→ **Set exercise**: Reproduce the records below word for word, leaving out the pictures.

→ **Working data**:
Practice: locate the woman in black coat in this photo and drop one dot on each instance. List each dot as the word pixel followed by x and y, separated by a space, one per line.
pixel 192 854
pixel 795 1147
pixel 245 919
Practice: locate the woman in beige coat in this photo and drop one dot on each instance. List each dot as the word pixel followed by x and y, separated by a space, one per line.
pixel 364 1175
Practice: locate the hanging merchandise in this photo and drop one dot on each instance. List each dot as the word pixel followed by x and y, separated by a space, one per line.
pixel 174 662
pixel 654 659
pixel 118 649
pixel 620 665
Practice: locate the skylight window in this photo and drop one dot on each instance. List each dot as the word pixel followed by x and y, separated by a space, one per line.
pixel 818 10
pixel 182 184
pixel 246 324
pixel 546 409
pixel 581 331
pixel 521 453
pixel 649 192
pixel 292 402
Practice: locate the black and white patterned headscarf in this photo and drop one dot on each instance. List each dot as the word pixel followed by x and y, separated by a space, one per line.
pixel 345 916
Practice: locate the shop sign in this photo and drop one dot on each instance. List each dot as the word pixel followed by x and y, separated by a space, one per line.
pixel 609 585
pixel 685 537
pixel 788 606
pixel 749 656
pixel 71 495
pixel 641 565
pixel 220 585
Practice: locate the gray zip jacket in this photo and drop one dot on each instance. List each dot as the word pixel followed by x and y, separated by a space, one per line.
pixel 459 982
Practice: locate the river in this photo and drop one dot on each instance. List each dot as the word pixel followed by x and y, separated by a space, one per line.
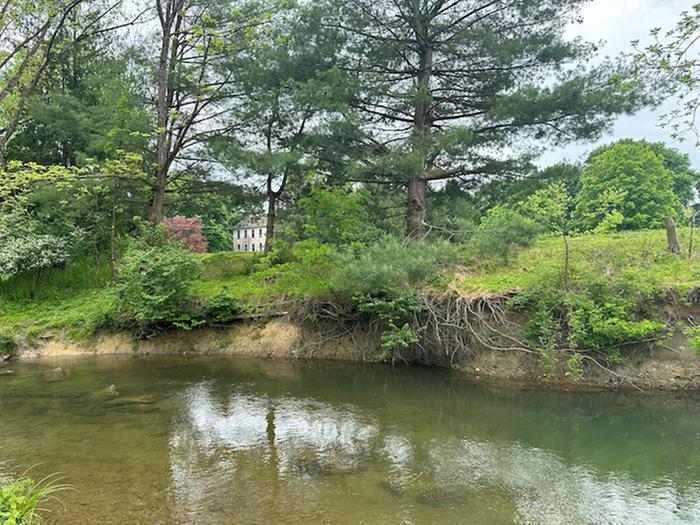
pixel 222 440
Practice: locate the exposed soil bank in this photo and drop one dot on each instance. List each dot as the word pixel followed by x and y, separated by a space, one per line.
pixel 673 367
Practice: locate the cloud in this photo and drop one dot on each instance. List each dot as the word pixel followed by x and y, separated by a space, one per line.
pixel 618 23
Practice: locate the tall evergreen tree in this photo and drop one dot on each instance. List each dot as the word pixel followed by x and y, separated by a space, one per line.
pixel 450 88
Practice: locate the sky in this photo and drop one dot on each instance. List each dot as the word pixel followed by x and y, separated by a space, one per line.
pixel 617 23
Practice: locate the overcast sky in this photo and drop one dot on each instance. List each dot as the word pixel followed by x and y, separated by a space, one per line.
pixel 618 22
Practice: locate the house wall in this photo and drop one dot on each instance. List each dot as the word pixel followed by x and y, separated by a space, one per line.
pixel 249 238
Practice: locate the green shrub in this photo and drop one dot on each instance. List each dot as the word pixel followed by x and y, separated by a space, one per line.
pixel 601 316
pixel 222 308
pixel 8 344
pixel 154 286
pixel 20 500
pixel 693 334
pixel 503 229
pixel 397 314
pixel 389 266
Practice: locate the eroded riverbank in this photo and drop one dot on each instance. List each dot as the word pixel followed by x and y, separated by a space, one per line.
pixel 216 440
pixel 673 366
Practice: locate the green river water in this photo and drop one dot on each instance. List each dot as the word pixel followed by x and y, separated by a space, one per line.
pixel 222 440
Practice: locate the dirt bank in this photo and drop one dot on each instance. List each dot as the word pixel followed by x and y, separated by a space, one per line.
pixel 673 367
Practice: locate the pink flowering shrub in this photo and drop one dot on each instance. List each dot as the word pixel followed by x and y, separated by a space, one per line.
pixel 188 231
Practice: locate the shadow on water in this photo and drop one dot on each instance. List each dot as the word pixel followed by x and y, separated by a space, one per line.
pixel 190 440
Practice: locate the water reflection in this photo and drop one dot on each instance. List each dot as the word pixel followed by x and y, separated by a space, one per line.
pixel 268 459
pixel 228 441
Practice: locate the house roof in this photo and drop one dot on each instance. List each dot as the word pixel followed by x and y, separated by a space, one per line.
pixel 252 221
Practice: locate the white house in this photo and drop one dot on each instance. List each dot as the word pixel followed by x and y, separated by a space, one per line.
pixel 250 234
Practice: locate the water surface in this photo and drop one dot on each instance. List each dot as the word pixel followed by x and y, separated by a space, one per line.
pixel 217 440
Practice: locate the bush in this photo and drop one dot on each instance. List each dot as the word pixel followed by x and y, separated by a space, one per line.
pixel 389 266
pixel 397 314
pixel 599 316
pixel 187 231
pixel 8 344
pixel 627 186
pixel 503 229
pixel 20 499
pixel 154 286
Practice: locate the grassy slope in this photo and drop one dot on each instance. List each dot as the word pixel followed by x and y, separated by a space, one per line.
pixel 641 256
pixel 78 298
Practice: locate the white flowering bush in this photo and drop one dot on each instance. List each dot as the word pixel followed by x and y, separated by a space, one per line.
pixel 24 249
pixel 33 252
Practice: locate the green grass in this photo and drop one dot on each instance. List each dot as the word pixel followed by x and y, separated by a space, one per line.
pixel 641 256
pixel 79 299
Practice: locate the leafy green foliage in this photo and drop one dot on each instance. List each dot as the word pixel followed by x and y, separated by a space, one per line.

→ **Task answer**:
Practice: locate the woman in black coat in this photo and drop one dot on each instance. List each dot as the word pixel followed by x and y, separated by a space, one per line.
pixel 192 854
pixel 795 1147
pixel 245 919
Practice: locate the woman in beige coat in this photo and drop one dot on each instance. List each dot as the word pixel followed by x and y, separated by a space, one per line.
pixel 364 1175
Practice: locate the hanging merchandise in this photo and drop one dot on each instance. List each dot as the word pixel followed by x and y, separated by a space, one per line.
pixel 174 662
pixel 654 659
pixel 118 649
pixel 620 665
Practice: locate the skylight window in this photo and drop one dot on each instance. List each dot as the word pixel followed by x and y, separated by a space, one per line.
pixel 818 10
pixel 182 184
pixel 246 324
pixel 546 409
pixel 581 331
pixel 521 453
pixel 649 192
pixel 292 402
Practice: locate the black and white patterned headscarf in this photo and drop one dot on each instance. List each dot as the word pixel followed by x and y, separated by a space, one per line.
pixel 345 916
Practice: locate the shop sign in this photo and drop one dot on each instance. List each dot as the word pixel followed by x and y, separated by a space, one per line.
pixel 609 585
pixel 685 537
pixel 788 606
pixel 749 656
pixel 71 495
pixel 641 565
pixel 220 585
Practice: locate the gray zip jacket in this photo and drop one dot on each instance. List each dot as the word pixel followed by x and y, separated by a space, one per line.
pixel 459 982
Practice: locate the river in this photo and drop one dot on each instance. List each dot as the word pixel followed by x and y, separated by a space, one per line.
pixel 222 440
Practice: locate the exposed soil bank in this photo and drop one dot on each instance. List each dot as the word pixel followed by x and y, separated by a space, one per line.
pixel 673 367
Practice: locate the cloud in this photo and drop one dot on each instance. List each dot as the word pixel followed by x and y, separated by a space, one per line.
pixel 618 23
Practice: locate the tall evergreen tree in this photo and drop one dot on each instance. List each dot as the word pixel followed by x and y, separated by a space, one per line.
pixel 450 88
Practice: locate the sky in this photo and drop one dot on each instance. List each dot as the word pixel followed by x and y, separated by a space, one per line.
pixel 617 23
Practice: locate the overcast sky in this photo and drop one dot on each instance. List each dot as the word pixel followed by x and y, separated by a space, one per line.
pixel 618 22
Practice: locate the house wall in this photo and drop one dot on each instance. List each dot as the word pixel followed by x and y, separated by a space, one per line.
pixel 249 238
Practice: locate the green shrub in this photo and drop one dot on each instance. List each dot as the word pixel followed by x and y, separated by a space, one per line.
pixel 601 316
pixel 222 308
pixel 8 344
pixel 154 286
pixel 20 500
pixel 693 334
pixel 503 229
pixel 397 314
pixel 389 266
Practice: locate the eroded riverbank in this photo and drop one dot on each instance. List each dot as the word pixel followed by x and y, separated by a space, one per line.
pixel 216 440
pixel 673 366
Practice: locate the green river water in this photo and drop one dot on each instance. List each dot as the word pixel followed by x and y, separated by a space, one per line.
pixel 222 440
Practice: locate the dirt bank in this photo and drop one dot on each instance. List each dot as the word pixel followed by x and y, separated by a space, one per line.
pixel 673 367
Practice: locate the pink flowering shrub in this photo and drop one dot on each instance. List each dot as the word pixel followed by x and y, separated by a space, one per line.
pixel 188 231
Practice: locate the shadow on water in this photo and drop one dot on each instance. List each dot as the word pixel followed by x and y, separated by a space, one per line.
pixel 190 440
Practice: locate the water reflection in this photo and drop one dot on each instance. List each dot as the word pixel followed by x and y, separated by a space, one per line.
pixel 268 459
pixel 228 441
Practice: locate the house roof in this photo and drop one dot on each instance. List each dot as the word pixel followed by x and y, separated by a space, one per line.
pixel 252 221
Practice: locate the white house in this photo and drop one dot on each instance. List each dot as the word pixel followed by x and y, separated by a space, one per line.
pixel 250 234
Practice: locate the water surface in this photo and drop one dot on each instance. List each dot as the word pixel followed by x and y, separated by a space, one per line.
pixel 217 440
Practice: locate the bush in this photo and drop one dot on each instance. List each dot as the word pixel followed by x and y, separated by a space, one per line.
pixel 389 266
pixel 397 314
pixel 599 316
pixel 187 231
pixel 8 344
pixel 627 186
pixel 503 229
pixel 20 499
pixel 154 286
Practice: locate the grassy slope in this photo and drop one dot on each instance. List each dot as the word pixel followed by x and y, separated by a space, one per line.
pixel 641 256
pixel 78 298
Practice: locate the white flowering bush in this photo and drop one dot on each instance. List each dot as the word pixel followed by x and y, separated by a space, one per line.
pixel 24 249
pixel 33 252
Practice: locate the green grass in this photo and drop one dot on each instance. List each dot as the word pixel followed by x and y, separated by a space, one per line.
pixel 641 256
pixel 79 299
Practice: locate the leafy green foliage in this photo and drop one dot on each instance. List each dot as the word pixel followed by x and y, separated by a space, one per line.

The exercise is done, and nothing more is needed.